[Image object location items]

------------------------------------------------

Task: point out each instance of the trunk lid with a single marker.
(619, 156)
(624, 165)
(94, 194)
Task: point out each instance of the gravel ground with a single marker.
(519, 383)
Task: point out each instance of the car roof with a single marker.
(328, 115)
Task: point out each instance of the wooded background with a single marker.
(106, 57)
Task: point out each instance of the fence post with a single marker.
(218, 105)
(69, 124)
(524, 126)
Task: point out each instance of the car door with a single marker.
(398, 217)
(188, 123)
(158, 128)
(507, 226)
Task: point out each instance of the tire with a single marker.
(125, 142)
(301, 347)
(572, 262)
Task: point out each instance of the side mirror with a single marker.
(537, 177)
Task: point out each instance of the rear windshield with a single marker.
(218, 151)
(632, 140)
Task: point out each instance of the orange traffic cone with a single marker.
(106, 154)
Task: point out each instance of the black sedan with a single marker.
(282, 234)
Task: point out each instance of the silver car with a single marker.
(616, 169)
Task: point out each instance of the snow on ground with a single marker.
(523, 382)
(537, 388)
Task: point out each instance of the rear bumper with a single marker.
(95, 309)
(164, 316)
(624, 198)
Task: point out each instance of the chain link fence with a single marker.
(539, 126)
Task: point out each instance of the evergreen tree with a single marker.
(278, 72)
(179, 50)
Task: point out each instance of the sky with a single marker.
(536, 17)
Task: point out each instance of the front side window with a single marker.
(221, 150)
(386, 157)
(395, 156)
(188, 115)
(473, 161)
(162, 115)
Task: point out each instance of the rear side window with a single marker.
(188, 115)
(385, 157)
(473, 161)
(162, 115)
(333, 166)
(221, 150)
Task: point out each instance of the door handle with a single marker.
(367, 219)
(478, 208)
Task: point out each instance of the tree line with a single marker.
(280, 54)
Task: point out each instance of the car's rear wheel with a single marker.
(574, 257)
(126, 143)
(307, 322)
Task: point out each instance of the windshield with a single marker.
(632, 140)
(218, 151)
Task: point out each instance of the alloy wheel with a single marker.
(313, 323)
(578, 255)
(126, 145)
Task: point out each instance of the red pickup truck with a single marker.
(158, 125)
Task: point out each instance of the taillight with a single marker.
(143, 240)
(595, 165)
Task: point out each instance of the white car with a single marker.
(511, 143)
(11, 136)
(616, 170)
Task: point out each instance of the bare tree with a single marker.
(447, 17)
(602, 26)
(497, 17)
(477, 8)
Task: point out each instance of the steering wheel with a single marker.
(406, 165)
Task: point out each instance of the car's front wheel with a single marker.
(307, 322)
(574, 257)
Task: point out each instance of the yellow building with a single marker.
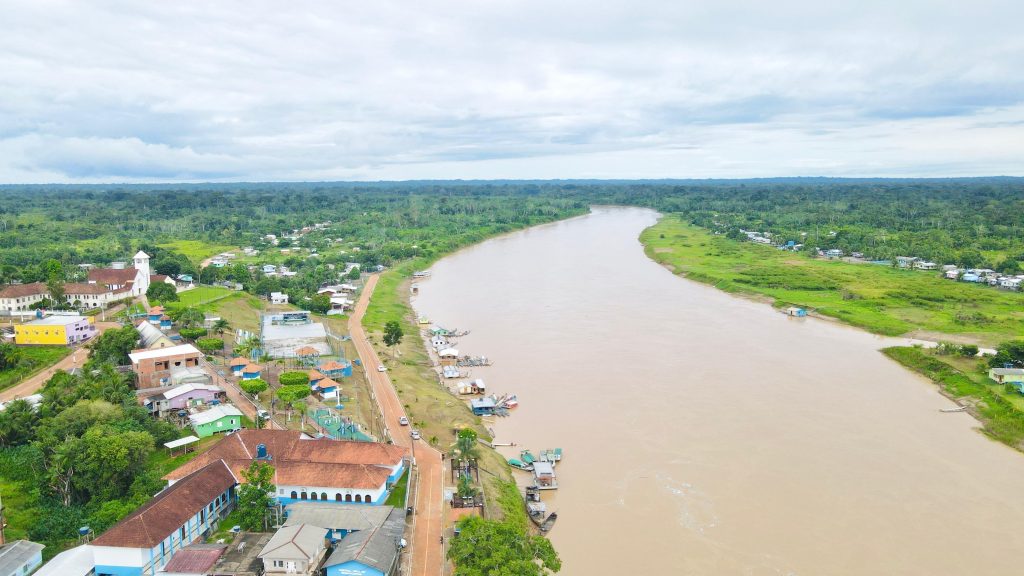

------------------------------------------------

* SET PROBLEM:
Could you copy every item above word for word, omitting the pictures?

* TASK OUTPUT:
Task: point out each instance of the trunk lid with a single marker.
(619, 156)
(624, 165)
(94, 194)
Task: point out each instance of the gravel ground with a single marker.
(519, 383)
Task: point out each instance of the car roof with a single marker.
(328, 115)
Task: point out each instance of the wooded background with a single marker.
(106, 57)
Task: point out each instance of the fence post with a single marker.
(218, 105)
(69, 124)
(524, 126)
Task: point out each instance of the car door with a single marker.
(398, 217)
(188, 123)
(158, 128)
(507, 226)
Task: point out each instance of the tire with a single marker.
(125, 142)
(301, 347)
(572, 262)
Task: point out each instance of the side mirror with a single marker.
(537, 177)
Task: point out each instance of the rear windshield with a single marker.
(218, 151)
(632, 140)
Task: point out each instance of the orange traffic cone with a single marker.
(106, 154)
Task: point out each instance of the black sedan with a single marker.
(282, 234)
Task: point out each instance of the silver car with a single marker.
(616, 169)
Task: point out each instance of the snow on ground with a single marker.
(523, 382)
(537, 388)
Task: point out each instance of the rear bumper with a single marker.
(95, 309)
(164, 316)
(624, 198)
Task: point out each instance of the chain link fence with a single marker.
(539, 126)
Task: point out each instance of the evergreen tree with a single marker.
(278, 72)
(179, 50)
Task: point out each instance of the sky with a single marker.
(536, 17)
Task: point out each instance of the front side window with a single marker.
(221, 150)
(386, 157)
(395, 156)
(188, 115)
(473, 161)
(162, 115)
Task: point out each instance of the rear side window with a single marker.
(188, 115)
(385, 157)
(473, 161)
(162, 115)
(333, 166)
(221, 150)
Task: point out each instance of the door handle with a single marker.
(367, 219)
(478, 208)
Task: point out each instance of the tree line with a single marker.
(280, 54)
Task: point out each instance of the car's rear wheel with a single marker.
(574, 257)
(126, 143)
(307, 322)
Task: point out each instance of the windshield with a single marker.
(632, 140)
(218, 151)
Task: point out each instance of the alloy wheel with a single marker.
(313, 323)
(578, 255)
(126, 145)
Task: point out each instance of the red pickup truck with a single marker.
(158, 125)
Task: point out each instance of the taillight with a single marker.
(143, 240)
(595, 165)
Task: point out each instance of the white car with a single marker.
(511, 143)
(11, 136)
(616, 170)
Task: point out each instance of the bare tree with a single marker.
(447, 17)
(602, 26)
(497, 17)
(477, 8)
Task: point out each instance of the steering wheel with a single marker.
(406, 165)
Task: point out each instance of the car's front wheel with a single marker.
(307, 322)
(574, 257)
Task: point out each instance of the yellow building with a single marker.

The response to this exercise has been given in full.